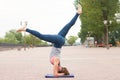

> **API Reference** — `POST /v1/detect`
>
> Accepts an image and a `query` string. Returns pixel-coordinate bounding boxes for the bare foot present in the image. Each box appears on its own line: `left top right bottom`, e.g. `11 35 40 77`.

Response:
17 27 26 32
77 4 82 14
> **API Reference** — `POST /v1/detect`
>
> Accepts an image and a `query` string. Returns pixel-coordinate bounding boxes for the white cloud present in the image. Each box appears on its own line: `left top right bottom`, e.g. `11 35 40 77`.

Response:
0 0 80 37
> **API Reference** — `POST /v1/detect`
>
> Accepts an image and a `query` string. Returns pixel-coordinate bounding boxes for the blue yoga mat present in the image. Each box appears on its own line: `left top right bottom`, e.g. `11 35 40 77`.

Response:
45 74 74 78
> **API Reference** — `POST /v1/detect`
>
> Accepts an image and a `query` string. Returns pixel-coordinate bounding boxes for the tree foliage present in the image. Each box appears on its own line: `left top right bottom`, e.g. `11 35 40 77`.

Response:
75 0 119 42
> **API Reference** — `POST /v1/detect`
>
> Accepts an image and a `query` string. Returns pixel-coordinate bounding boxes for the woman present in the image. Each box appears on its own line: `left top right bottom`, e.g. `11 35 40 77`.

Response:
17 5 82 76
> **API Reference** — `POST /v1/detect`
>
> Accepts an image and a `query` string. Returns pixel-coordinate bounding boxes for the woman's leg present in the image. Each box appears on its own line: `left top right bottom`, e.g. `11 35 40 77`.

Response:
58 13 79 37
26 28 58 43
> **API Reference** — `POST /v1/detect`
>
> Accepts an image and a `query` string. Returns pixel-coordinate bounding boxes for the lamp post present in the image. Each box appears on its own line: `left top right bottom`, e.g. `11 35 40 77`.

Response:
20 21 28 50
103 20 112 49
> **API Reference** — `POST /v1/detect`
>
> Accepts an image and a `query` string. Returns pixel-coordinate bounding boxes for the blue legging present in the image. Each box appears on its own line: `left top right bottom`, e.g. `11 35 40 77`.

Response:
26 13 79 48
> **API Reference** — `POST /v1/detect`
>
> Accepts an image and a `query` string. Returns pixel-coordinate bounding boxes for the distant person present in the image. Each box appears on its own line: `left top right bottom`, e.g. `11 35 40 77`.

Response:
17 5 82 76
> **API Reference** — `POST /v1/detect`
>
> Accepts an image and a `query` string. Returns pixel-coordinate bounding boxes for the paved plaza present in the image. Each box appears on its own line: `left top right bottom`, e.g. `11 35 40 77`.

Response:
0 46 120 80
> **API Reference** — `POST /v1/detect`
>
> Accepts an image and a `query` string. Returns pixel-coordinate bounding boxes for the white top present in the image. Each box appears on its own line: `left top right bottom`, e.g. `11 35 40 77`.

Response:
50 47 61 59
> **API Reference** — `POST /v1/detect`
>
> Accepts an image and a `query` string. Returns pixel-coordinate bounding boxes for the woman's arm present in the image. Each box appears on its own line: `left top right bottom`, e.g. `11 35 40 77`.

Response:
53 57 64 76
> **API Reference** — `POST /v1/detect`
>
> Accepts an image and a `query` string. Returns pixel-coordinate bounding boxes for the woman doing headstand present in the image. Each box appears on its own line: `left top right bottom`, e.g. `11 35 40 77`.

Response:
17 5 82 76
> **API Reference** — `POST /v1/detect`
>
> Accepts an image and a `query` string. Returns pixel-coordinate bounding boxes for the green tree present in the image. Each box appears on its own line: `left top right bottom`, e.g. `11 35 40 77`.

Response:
75 0 119 45
67 36 77 46
4 30 22 44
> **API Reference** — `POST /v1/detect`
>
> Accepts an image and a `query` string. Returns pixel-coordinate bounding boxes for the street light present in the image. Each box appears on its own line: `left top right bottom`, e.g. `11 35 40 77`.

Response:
103 20 112 49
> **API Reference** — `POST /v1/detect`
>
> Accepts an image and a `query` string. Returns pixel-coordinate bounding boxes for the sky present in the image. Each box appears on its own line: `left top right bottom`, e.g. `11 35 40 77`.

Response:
0 0 81 37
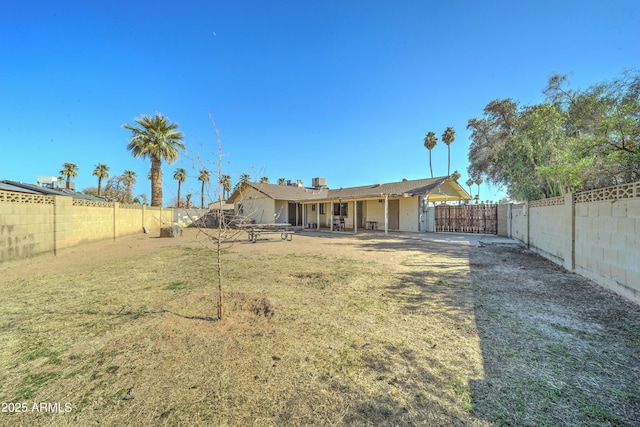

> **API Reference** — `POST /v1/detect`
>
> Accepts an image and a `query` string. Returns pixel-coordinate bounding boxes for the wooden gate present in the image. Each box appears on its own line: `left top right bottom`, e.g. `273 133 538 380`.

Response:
436 204 498 234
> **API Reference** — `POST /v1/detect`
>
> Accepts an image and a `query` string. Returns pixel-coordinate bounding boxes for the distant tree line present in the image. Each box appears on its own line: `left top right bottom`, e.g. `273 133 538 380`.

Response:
467 71 640 200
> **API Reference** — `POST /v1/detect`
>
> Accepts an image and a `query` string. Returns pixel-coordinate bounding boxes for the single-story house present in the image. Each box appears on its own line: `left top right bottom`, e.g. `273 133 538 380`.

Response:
228 177 471 233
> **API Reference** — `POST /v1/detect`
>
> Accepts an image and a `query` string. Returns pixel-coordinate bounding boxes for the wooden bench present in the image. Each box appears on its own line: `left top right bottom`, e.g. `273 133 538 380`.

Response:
247 228 295 243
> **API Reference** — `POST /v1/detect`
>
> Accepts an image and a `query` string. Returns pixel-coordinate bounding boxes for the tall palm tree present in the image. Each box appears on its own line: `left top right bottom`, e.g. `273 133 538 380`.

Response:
424 132 438 178
220 173 231 200
466 178 473 197
122 113 184 206
173 168 187 208
442 127 456 175
198 169 210 209
60 163 78 188
92 163 109 196
122 170 137 202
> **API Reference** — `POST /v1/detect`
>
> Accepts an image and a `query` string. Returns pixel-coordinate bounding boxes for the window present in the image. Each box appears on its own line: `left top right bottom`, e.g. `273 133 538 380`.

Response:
333 203 349 216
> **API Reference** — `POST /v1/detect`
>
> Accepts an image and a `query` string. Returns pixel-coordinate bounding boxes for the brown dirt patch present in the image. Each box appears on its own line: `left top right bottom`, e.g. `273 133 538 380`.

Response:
0 231 640 426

Exercise aim
Which of the lines above contain the word "house"? Copy each of them in full.

Answer to the task
> Accepts an image and a `query` string. Returns pixel-coordinate bounding boxes for the single-story house present in the image. Each box appears on its own line: `left top right bottom`, e.g. `273 133 538 380`.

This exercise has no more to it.